Extrait choisi ->
────────
La situation n’a guère changé depuis, cette place financière souffrant toujours de « dysfonctionnements » ainsi que de « lourdeurs politiques et bureaucratiques », constate Slim Othmani, président du conseil d’administration de la Nouvelle Conserverie algérienne de Rouiba (NCA Rouiba), introduite en Bourse en 2013. L’homme d’affaires algérien en sait quelque chose : en décembre 2014, la Cosob a opposé son veto à l’acquisition par Cevital de 15 % du capital de NCA Rouiba auprès d’AfricInvest, au motif que « la non-clarté des textes de loi ne permettait pas de se prononcer sur une telle transaction », relate le dirigeant de NCA…

En zone Cemac aussi, « le problème est d’abord d’ordre politique », convient notre responsable de la Cosumaf – encore que de nature différente. Approuvé dès 1999 par la Banque des États de l’Afrique centrale (Beac), qui le jugeait viable, le projet de marché financier unique en Afrique centrale n’a jamais vraiment décollé, victime collatérale de la rivalité entre la BVMAC de Libreville et le DSX de Douala pour le leadership financier régional.

L’étude de la Beac recommandait pourtant de fixer les sièges de la Bourse régionale et de la Cosumaf à Libreville. Mais, prenant de vitesse ses partenaires, le Cameroun s’est doté dès 1999 de son propre marché financier, le DSX, un an avant la désignation officielle de Libreville comme siège de la BVMAC, pourtant Bourse commune aux six membres de la Cemac (Cameroun, Centrafrique, Congo, Gabon, Guinée équatoriale et Tchad). Depuis lors, c’est la guerre feutrée entre les deux places, et les coups bas sont (parfois) de mise. Comme ce fut le cas pour Siat Gabon.
────────
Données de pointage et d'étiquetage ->

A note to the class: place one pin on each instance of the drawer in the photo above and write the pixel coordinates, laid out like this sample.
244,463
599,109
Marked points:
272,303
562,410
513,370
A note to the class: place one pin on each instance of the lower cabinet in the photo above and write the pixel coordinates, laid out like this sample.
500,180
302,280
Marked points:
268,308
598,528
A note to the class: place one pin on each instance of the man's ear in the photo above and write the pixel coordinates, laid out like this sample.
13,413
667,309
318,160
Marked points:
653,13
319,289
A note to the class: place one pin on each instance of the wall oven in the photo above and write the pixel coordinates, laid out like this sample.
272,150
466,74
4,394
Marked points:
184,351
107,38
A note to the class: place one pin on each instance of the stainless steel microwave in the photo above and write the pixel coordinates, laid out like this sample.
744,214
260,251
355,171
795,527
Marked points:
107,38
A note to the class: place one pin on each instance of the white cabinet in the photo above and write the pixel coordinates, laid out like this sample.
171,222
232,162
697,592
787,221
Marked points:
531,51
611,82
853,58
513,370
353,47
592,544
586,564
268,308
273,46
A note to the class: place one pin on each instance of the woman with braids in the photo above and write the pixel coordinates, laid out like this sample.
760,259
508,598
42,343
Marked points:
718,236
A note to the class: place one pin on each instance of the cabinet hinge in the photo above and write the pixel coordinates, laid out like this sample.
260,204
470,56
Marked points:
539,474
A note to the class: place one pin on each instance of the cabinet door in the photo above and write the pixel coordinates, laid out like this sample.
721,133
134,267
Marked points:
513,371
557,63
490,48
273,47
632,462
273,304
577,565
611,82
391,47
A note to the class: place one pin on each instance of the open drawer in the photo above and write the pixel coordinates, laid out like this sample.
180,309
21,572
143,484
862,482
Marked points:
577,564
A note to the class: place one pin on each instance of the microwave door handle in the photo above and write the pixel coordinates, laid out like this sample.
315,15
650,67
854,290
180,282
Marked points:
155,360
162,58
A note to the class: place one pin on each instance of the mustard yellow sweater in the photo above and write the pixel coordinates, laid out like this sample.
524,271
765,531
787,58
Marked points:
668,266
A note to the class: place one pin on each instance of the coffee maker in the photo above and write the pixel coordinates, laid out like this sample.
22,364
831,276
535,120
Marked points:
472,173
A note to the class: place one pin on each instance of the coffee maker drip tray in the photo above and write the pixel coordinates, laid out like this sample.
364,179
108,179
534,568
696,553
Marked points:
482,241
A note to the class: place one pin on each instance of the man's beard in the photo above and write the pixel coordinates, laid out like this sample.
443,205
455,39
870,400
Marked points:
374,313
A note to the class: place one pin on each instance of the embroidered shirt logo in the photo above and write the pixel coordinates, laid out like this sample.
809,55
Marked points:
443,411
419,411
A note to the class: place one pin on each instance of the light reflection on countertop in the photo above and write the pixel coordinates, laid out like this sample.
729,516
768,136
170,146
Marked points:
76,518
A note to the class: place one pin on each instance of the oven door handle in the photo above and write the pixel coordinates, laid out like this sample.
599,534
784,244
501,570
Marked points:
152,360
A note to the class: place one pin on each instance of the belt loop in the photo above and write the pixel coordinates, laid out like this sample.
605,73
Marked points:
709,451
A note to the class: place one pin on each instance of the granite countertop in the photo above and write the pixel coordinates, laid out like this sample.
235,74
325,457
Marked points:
────────
Consignes ->
- 1) Répondez à ces questions à partir de l'extrait sur les places financières.
(a) En quelle année NCA Rouiba a-t-elle été introduite en Bourse ?
(b) Quelle part du capital de NCA Rouiba Cevital voulait-il acquérir auprès d'AfricInvest ?
(c) Dans quelle ville se trouve le DSX ?
- 2) Répétez fidèlement le passage de l'extrait sur les places financières situé entre « En zone Cemac » et « leadership financier régional. », ces mots compris.
- 3) Dites si chacune de ces affirmations concorde avec l'extrait sur les places financières.
(a) La Beac a approuvé le projet de marché financier unique en 1999.
(b) L'étude de la Beac recommandait d'établir le siège de la Bourse régionale à Douala.
(c) La Cemac compte six membres.

Réponses ->
- 1)
(a) En 2013.
(b) 15 %.
(c) À Douala.

- 2)
En zone Cemac aussi, « le problème est d’abord d’ordre politique », convient notre responsable de la Cosumaf – encore que de nature différente. Approuvé dès 1999 par la Banque des États de l’Afrique centrale (Beac), qui le jugeait viable, le projet de marché financier unique en Afrique centrale n’a jamais vraiment décollé, victime collatérale de la rivalité entre la BVMAC de Libreville et le DSX de Douala pour le leadership financier régional.

- 3)
(a) Oui : « Approuvé dès 1999 par la Banque des États de l’Afrique centrale (Beac) ».
(b) Non : « L’étude de la Beac recommandait pourtant de fixer les sièges de la Bourse régionale et de la Cosumaf à Libreville. »
(c) Oui : « Bourse commune aux six membres de la Cemac ».